> [Required action]:
Exact repetition is required: reproduce every line of the data.

##### Information provided

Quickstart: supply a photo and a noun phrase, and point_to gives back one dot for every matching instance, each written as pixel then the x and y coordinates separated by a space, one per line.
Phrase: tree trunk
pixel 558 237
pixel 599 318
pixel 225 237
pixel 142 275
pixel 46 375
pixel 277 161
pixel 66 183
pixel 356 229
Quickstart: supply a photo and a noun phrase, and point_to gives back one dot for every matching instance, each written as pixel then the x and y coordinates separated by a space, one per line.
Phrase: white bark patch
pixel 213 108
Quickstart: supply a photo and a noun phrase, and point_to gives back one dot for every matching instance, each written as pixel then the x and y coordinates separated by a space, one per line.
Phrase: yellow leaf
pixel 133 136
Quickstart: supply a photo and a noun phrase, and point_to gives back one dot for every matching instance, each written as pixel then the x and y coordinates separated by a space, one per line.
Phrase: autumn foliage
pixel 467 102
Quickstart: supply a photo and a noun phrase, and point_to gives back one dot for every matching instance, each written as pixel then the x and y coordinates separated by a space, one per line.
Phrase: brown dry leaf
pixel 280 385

##########

> [Finished task]:
Quickstart: supply a photo and a noun phrase, and point_to gives back one dot for every matching instance, each written as pixel then the x and y coordinates separated by a space, one per line.
Phrase: tree trunk
pixel 558 237
pixel 599 318
pixel 225 237
pixel 142 275
pixel 46 375
pixel 277 161
pixel 66 183
pixel 356 229
Quickstart: supply a photo and a noun phrase, and point_to gives back one dot for every matching instance, each written as pixel then the x and y coordinates separated by a space, one per line.
Phrase: white bark patch
pixel 213 108
Quickstart: supply a photo and a noun phrase, and point_to gives back one dot for every matching instance, each written as pixel then the x and y coordinates separated by a space, one per line.
Phrase: yellow leaf
pixel 133 136
Quickstart: supply a photo and a noun phrase, and point_to gives back one dot for every matching instance, each written as pixel then the x and y coordinates separated by a space, one per line.
Phrase: autumn foliage
pixel 467 102
Quickstart: supply a photo and a noun phrase, and point_to gives back one dot for every matching instance, each written as pixel then the x and y coordinates separated by a space, one per line.
Phrase: brown dry leaf
pixel 280 385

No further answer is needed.